Short exercise
Starting at the line that contains "TARGET = river water" and ending at the end of the entries, write out every line in that span again, shifting each answer coordinate up by 150. Leave the pictures out.
-.-.-
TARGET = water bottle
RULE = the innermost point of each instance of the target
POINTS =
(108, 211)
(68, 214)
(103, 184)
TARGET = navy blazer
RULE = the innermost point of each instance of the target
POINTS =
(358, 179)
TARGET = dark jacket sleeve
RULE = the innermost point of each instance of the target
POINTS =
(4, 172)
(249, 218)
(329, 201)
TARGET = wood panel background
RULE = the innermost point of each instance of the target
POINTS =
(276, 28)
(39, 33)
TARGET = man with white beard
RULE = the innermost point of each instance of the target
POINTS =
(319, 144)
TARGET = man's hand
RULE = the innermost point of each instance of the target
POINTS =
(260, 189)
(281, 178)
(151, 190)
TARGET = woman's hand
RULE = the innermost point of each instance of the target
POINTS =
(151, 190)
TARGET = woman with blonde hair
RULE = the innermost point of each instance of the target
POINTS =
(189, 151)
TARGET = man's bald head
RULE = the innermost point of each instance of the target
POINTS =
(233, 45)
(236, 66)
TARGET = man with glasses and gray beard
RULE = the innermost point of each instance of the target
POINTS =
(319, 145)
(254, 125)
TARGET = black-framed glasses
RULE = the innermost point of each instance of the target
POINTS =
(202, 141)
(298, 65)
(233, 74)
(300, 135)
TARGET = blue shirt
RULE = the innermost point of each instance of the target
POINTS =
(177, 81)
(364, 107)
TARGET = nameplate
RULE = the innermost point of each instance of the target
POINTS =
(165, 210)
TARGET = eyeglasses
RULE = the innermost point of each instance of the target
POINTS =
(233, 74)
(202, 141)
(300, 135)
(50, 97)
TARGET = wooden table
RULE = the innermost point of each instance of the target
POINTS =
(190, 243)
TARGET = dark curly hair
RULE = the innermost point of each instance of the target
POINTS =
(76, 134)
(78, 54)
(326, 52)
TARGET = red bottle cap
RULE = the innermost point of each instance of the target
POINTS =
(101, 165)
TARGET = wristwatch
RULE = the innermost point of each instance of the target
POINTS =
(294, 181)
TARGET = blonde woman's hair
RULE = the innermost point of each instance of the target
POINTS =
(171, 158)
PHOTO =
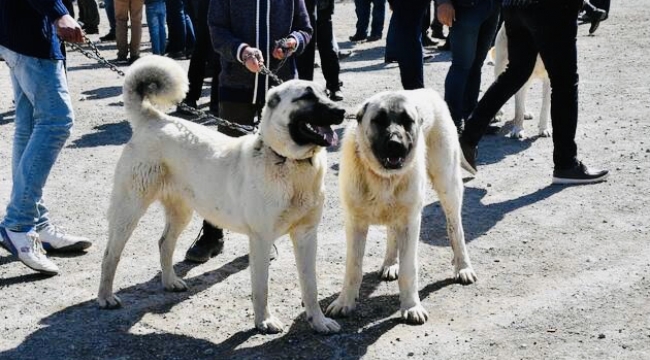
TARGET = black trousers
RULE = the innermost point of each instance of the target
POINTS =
(203, 55)
(548, 28)
(323, 39)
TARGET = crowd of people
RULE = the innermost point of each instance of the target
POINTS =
(230, 41)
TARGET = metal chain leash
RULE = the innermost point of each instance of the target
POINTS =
(95, 55)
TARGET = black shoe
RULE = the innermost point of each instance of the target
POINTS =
(108, 37)
(579, 174)
(207, 245)
(427, 41)
(373, 38)
(357, 37)
(336, 95)
(468, 158)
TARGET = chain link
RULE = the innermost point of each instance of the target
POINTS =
(94, 54)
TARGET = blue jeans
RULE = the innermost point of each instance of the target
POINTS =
(110, 14)
(156, 14)
(181, 31)
(43, 121)
(471, 37)
(362, 8)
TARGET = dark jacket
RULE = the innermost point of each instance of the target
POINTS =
(27, 27)
(234, 23)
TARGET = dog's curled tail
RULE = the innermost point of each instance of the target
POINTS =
(153, 80)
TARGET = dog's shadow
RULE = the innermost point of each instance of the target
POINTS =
(478, 218)
(82, 331)
(106, 134)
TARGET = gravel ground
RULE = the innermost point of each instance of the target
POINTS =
(564, 272)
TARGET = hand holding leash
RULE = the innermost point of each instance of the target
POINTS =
(284, 48)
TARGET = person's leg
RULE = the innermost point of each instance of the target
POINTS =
(557, 47)
(362, 9)
(486, 33)
(378, 17)
(463, 36)
(328, 56)
(136, 27)
(121, 28)
(522, 55)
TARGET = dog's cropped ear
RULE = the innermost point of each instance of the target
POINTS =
(273, 101)
(362, 111)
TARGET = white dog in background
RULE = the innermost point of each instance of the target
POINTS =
(399, 138)
(263, 185)
(500, 56)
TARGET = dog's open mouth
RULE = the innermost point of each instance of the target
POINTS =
(393, 163)
(319, 135)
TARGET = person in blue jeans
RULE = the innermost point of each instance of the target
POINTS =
(181, 30)
(362, 9)
(156, 13)
(29, 43)
(472, 25)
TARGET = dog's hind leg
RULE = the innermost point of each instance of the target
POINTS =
(390, 267)
(305, 242)
(126, 210)
(356, 235)
(178, 215)
(545, 113)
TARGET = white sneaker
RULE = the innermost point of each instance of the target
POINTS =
(29, 250)
(53, 238)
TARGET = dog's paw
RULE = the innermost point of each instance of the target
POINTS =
(270, 325)
(390, 273)
(175, 285)
(109, 302)
(324, 325)
(340, 308)
(416, 315)
(466, 276)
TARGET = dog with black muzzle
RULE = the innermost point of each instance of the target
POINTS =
(263, 185)
(400, 138)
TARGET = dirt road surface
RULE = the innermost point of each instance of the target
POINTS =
(564, 272)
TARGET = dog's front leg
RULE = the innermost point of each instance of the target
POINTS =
(265, 321)
(408, 235)
(305, 243)
(356, 244)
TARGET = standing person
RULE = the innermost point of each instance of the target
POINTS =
(406, 41)
(472, 25)
(202, 57)
(362, 9)
(109, 7)
(156, 14)
(320, 16)
(89, 16)
(548, 28)
(123, 10)
(181, 30)
(244, 44)
(29, 43)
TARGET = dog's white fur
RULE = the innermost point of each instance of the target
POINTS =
(373, 195)
(501, 62)
(234, 183)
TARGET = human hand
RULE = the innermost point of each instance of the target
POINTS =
(285, 48)
(252, 58)
(446, 14)
(68, 29)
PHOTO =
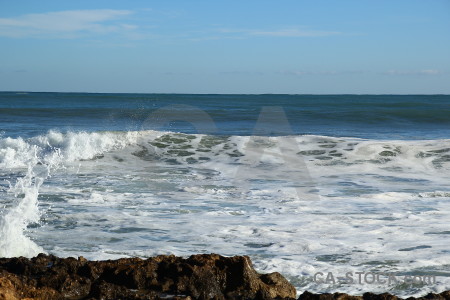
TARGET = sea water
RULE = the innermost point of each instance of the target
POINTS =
(318, 188)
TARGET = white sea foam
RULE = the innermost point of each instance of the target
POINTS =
(377, 205)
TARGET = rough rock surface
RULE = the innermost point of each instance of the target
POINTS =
(169, 277)
(163, 277)
(370, 296)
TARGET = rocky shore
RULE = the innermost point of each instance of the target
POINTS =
(163, 277)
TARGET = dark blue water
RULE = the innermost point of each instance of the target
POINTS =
(363, 116)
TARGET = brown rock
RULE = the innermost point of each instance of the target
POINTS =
(370, 296)
(170, 277)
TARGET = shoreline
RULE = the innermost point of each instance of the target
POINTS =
(201, 276)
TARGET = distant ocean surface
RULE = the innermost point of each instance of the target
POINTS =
(300, 183)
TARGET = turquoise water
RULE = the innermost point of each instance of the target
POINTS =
(300, 183)
(364, 116)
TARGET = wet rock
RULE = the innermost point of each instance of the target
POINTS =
(169, 277)
(370, 296)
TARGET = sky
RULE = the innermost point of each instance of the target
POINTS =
(229, 46)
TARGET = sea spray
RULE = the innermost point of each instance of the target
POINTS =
(38, 158)
(25, 211)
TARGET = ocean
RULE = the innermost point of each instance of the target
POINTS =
(320, 188)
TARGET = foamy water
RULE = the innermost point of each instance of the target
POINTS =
(298, 204)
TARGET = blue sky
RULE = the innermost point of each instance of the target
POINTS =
(181, 46)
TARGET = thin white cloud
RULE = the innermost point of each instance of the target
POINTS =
(419, 72)
(283, 32)
(294, 32)
(65, 24)
(308, 73)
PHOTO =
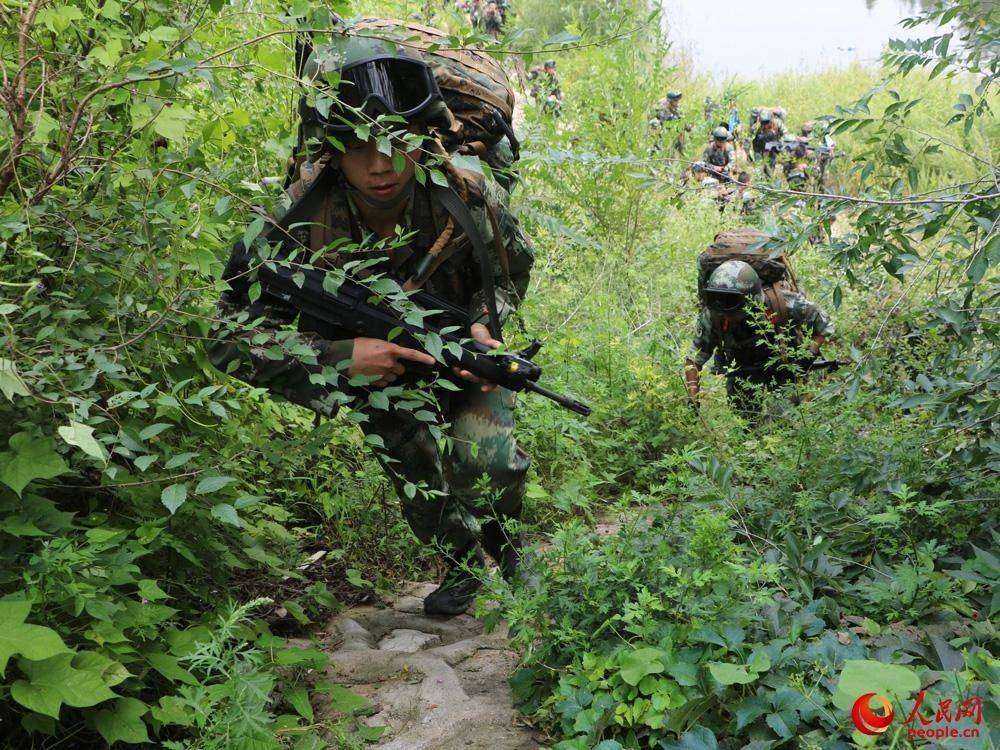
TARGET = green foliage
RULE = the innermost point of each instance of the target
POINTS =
(136, 483)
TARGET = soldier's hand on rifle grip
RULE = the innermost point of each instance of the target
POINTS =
(383, 359)
(481, 334)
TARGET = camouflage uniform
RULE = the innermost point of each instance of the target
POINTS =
(746, 349)
(718, 155)
(481, 425)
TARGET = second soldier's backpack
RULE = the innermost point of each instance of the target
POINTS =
(473, 85)
(748, 245)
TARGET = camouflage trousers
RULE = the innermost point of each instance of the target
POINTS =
(478, 479)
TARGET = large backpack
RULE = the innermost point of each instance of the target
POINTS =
(748, 245)
(474, 87)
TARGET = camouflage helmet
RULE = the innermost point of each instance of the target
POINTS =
(367, 77)
(730, 286)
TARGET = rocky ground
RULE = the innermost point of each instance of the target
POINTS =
(435, 683)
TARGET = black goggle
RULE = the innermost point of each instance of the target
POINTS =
(391, 86)
(722, 301)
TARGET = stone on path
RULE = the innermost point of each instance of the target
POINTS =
(435, 683)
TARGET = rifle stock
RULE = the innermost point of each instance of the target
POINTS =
(350, 307)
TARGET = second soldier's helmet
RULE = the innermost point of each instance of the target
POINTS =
(731, 285)
(366, 78)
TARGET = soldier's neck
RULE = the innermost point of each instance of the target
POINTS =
(381, 218)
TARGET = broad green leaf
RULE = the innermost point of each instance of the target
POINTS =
(18, 637)
(150, 590)
(174, 496)
(212, 484)
(171, 122)
(730, 674)
(11, 383)
(227, 514)
(31, 457)
(123, 723)
(641, 662)
(298, 698)
(173, 710)
(82, 437)
(858, 677)
(55, 681)
(59, 18)
(170, 667)
(343, 700)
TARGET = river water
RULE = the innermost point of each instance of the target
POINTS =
(747, 39)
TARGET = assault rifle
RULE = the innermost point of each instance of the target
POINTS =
(825, 365)
(347, 304)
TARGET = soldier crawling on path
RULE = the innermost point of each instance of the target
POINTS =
(755, 328)
(478, 480)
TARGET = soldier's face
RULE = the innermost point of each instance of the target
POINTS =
(372, 173)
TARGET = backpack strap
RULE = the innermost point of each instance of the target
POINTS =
(455, 206)
(777, 310)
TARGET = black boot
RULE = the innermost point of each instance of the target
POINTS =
(504, 547)
(459, 586)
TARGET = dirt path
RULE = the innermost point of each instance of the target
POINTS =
(436, 683)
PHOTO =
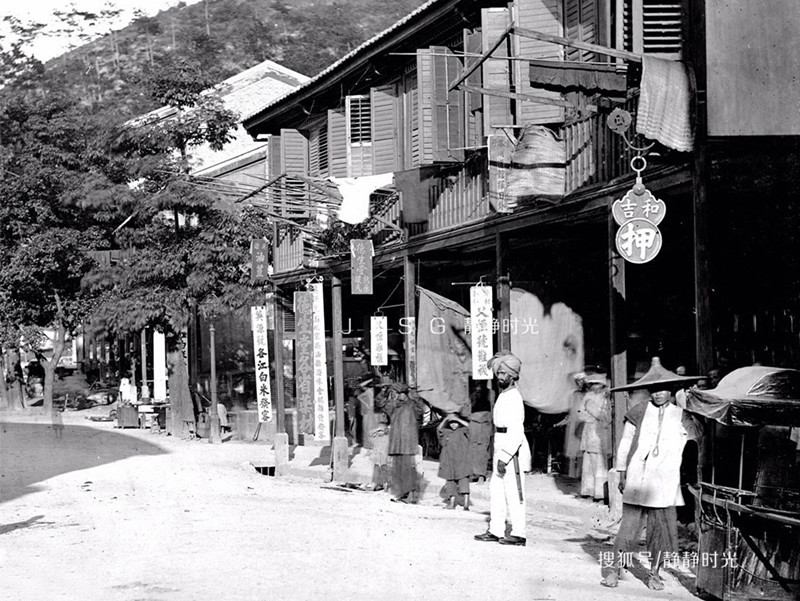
-.-.-
Expected answer
TARGET = river water
RULE = the innermost point of each instance of the target
POINTS =
(897, 189)
TARGET = assault rifle
RULE = the innermost point of each instance of the target
POINTS =
(975, 515)
(497, 454)
TARGET = soldier crawling on path
RULE = the innermost point of each instance of the target
POINTS =
(905, 478)
(628, 630)
TARGET = soldier's face
RULE = the innermost point of each instance of the target
POINTS =
(522, 323)
TARGET = backpack strap
RULE = the innermost point of each instance of the target
POINTS =
(605, 356)
(927, 460)
TARGET = black boot
RULE = the innermost point of each instance of the target
POINTS =
(654, 697)
(609, 736)
TARGET = dirt path
RULE = the innermost point of each instance of the target
POINTS =
(586, 833)
PHOTO =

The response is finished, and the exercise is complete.